§ TASK A
Can you reproduce the Northfield entry below word for word, from start to finish?

§ TEXT SECTION
========
William Dargue A History of BIRMINGHAM Places & Placenames from A to Y
Northfield
formerly in Worcestershire - one of the Domesday manors of Birmingham
B31 - Grid reference SP022796
Nordfeld: first record in the Domesday Book 1086
Northfield is one of the ancient parishes of Birmingham. In 1868 N E S A Hamilton's The National Gazetteer of Great Britain and Ireland described the parish:
Northfield, a parish in the upper division of the hundred of Halfshire, county Worcester, 6 miles South-West. of Birmingham, its post town, and 2 West of the King's Norton station on the
Gloucester railway. It is situated on the small river Rea, and on the road from Birmingham to Worcester.
The parish contains the hamlets of Selly, Hay, Shendley, and Bartley. A portion of the inhabitants are employed in nail making. There are chemical works and freestone quarries. The surface is flat towards the East, but hilly in the West. The soil is a fertile loam, producing good crops of wheat and beans.
Edited
The population expansion of the 12th and 13th centuries saw the building of a number of substantial farms within moats.
Old Moat Drive by Northfield church is named after a moat 60m square at Moat Farm. It was levelled in 1930 and houses were built on the site in 1965. This may have been the site of Northfield manor house from the 11th century until the 14th century when it was superseded by Weoley Castle.
There was a moat at The Grange on Hanging Lane and Tinkers Farm, its site now occupied by a school. Staple Hall Farm on Aldersmead Road was a moated site and Middleton Hall may also have been surrounded by a moat.
========
§ RECORDS
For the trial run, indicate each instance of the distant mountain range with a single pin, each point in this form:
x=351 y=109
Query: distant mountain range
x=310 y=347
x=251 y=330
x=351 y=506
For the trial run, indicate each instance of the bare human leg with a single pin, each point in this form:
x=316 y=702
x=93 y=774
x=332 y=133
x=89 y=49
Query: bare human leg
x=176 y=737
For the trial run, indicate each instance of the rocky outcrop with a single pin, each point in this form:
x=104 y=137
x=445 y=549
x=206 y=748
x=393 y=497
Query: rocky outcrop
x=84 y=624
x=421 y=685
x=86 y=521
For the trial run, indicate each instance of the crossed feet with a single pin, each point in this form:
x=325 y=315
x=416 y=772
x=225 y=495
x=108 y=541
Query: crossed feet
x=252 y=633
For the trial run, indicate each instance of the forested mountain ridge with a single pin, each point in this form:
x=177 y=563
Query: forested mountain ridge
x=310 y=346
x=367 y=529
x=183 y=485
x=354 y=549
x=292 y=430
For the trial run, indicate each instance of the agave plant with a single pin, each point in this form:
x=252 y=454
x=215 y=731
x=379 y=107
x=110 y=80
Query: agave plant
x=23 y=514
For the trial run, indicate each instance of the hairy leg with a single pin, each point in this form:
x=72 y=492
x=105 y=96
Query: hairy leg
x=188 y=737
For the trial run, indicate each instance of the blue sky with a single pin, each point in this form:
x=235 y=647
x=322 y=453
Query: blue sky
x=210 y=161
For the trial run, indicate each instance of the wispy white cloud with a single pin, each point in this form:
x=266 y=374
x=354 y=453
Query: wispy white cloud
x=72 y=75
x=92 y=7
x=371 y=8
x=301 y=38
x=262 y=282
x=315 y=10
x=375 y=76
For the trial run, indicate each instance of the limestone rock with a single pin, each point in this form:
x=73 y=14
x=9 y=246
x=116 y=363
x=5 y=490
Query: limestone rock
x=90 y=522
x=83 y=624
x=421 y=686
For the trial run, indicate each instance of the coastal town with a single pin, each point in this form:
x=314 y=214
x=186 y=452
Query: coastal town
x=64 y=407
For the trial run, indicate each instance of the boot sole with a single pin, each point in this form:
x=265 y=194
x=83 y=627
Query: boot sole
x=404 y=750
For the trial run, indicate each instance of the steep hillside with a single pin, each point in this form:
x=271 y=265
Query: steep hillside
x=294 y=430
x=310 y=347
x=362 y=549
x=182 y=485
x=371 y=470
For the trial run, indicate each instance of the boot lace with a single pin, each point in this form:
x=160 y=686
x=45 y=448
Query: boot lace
========
§ TASK B
Which lines of the records above contain the word "limestone"? Pull out each of them in full.

§ EXERCISE OUTPUT A
William Dargue A History of BIRMINGHAM Places & Placenames from A to Y
Northfield
formerly in Worcestershire - one of the Domesday manors of Birmingham
B31 - Grid reference SP022796
Nordfeld: first record in the Domesday Book 1086
Northfield is one of the ancient parishes of Birmingham. In 1868 N E S A Hamilton's The National Gazetteer of Great Britain and Ireland described the parish:
Northfield, a parish in the upper division of the hundred of Halfshire, county Worcester, 6 miles South-West. of Birmingham, its post town, and 2 West of the King's Norton station on the
Gloucester railway. It is situated on the small river Rea, and on the road from Birmingham to Worcester.
The parish contains the hamlets of Selly, Hay, Shendley, and Bartley. A portion of the inhabitants are employed in nail making. There are chemical works and freestone quarries. The surface is flat towards the East, but hilly in the West. The soil is a fertile loam, producing good crops of wheat and beans.
Edited
The population expansion of the 12th and 13th centuries saw the building of a number of substantial farms within moats.
Old Moat Drive by Northfield church is named after a moat 60m square at Moat Farm. It was levelled in 1930 and houses were built on the site in 1965. This may have been the site of Northfield manor house from the 11th century until the 14th century when it was superseded by Weoley Castle.
There was a moat at The Grange on Hanging Lane and Tinkers Farm, its site now occupied by a school. Staple Hall Farm on Aldersmead Road was a moated site and Middleton Hall may also have been surrounded by a moat.

§ EXERCISE OUTPUT B
For the trial run, indicate each instance of the limestone rock with a single pin, each point in this form:
Query: limestone rock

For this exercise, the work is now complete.